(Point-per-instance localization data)
···

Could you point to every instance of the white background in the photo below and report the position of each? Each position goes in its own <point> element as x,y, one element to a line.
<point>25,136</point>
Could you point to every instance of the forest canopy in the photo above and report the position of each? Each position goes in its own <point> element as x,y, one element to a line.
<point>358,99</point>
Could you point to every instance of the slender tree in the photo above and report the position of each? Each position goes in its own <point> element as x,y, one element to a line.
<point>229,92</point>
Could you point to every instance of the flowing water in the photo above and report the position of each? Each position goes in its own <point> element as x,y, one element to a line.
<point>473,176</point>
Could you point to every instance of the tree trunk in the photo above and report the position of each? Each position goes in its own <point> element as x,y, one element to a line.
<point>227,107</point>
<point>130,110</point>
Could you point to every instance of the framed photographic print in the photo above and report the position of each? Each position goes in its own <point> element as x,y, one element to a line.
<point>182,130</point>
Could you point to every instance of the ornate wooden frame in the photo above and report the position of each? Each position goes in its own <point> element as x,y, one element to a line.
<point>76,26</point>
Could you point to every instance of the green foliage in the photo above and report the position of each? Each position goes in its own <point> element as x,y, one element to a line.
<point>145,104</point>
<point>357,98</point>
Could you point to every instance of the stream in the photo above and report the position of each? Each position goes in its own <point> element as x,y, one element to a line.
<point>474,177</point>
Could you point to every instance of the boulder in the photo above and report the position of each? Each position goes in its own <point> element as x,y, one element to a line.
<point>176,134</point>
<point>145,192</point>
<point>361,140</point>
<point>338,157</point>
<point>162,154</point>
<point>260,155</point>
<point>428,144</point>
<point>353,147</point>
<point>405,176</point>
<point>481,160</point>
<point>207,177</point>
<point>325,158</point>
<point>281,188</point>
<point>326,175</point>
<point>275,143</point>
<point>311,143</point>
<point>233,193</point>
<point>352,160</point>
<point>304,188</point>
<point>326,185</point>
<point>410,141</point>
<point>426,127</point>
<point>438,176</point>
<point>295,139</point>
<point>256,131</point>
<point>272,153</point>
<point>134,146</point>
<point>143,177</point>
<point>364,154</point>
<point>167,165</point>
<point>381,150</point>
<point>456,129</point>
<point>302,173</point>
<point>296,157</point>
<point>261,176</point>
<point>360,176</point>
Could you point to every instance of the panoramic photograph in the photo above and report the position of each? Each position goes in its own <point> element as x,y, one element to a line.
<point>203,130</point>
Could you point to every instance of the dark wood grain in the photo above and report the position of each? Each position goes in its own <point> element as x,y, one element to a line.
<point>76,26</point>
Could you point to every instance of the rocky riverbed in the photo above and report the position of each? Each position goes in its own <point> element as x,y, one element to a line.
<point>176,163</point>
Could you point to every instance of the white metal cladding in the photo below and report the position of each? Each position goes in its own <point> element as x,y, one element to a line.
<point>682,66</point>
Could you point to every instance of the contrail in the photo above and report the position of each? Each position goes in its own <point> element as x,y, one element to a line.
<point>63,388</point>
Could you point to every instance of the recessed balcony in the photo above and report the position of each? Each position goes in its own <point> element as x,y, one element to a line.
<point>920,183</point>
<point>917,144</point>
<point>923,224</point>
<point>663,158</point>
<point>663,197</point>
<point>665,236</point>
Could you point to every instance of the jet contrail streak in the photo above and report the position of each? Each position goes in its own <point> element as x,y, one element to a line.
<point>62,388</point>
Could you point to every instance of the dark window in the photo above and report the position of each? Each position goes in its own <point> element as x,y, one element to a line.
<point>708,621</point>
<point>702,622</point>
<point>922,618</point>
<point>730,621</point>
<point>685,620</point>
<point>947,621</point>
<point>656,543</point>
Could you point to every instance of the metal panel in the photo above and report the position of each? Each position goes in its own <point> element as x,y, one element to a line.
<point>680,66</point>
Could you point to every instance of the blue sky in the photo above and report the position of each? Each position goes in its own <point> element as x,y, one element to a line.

···

YOUR GOAL: With the line containing "Could you point to every instance of the rocky" as the first and the last line of the data as the final one, copy every line between them exactly, those two included.

OUTPUT FOR THIS TASK:
Could you point to every instance of the rocky riverbed in the photo above and report the position of each? Each position goes in its own <point> element as x,y, one element to a line.
<point>176,163</point>
Could you point to every instance of the white metal cladding in the photo below and report the position of each? Each position goes in its own <point> element as x,y, one element to a line.
<point>682,66</point>
Could you point to every instance of the contrail in the photo above and report the position of each? Each position goes in its own <point> element as x,y, one element to a line.
<point>63,388</point>
Could you point to every instance of the recessed balcony in the photo above and report the position of each? Each position goes in its own <point> element as x,y, one element to a line.
<point>920,183</point>
<point>917,144</point>
<point>923,224</point>
<point>663,158</point>
<point>663,197</point>
<point>665,236</point>
Could you point to every instance of the jet contrail streak in the photo above and report the position of each? Each position goes in its own <point> element as x,y, one element to a line.
<point>62,388</point>
Could you point to every instance of the dark window in the photo above and report the position of each? Each position goes in its own <point> element as x,y, one element to a line.
<point>708,621</point>
<point>702,622</point>
<point>922,618</point>
<point>730,621</point>
<point>685,620</point>
<point>947,621</point>
<point>656,543</point>
Could you point to every instance of the metal panel in the photo above and report the position of each? Each position goes in its own <point> element as x,y, one element to a line.
<point>680,66</point>
Could you point to every instance of the blue sky in the photo above and report the position of each? Each position goes in its own <point> element as x,y, one element to a line.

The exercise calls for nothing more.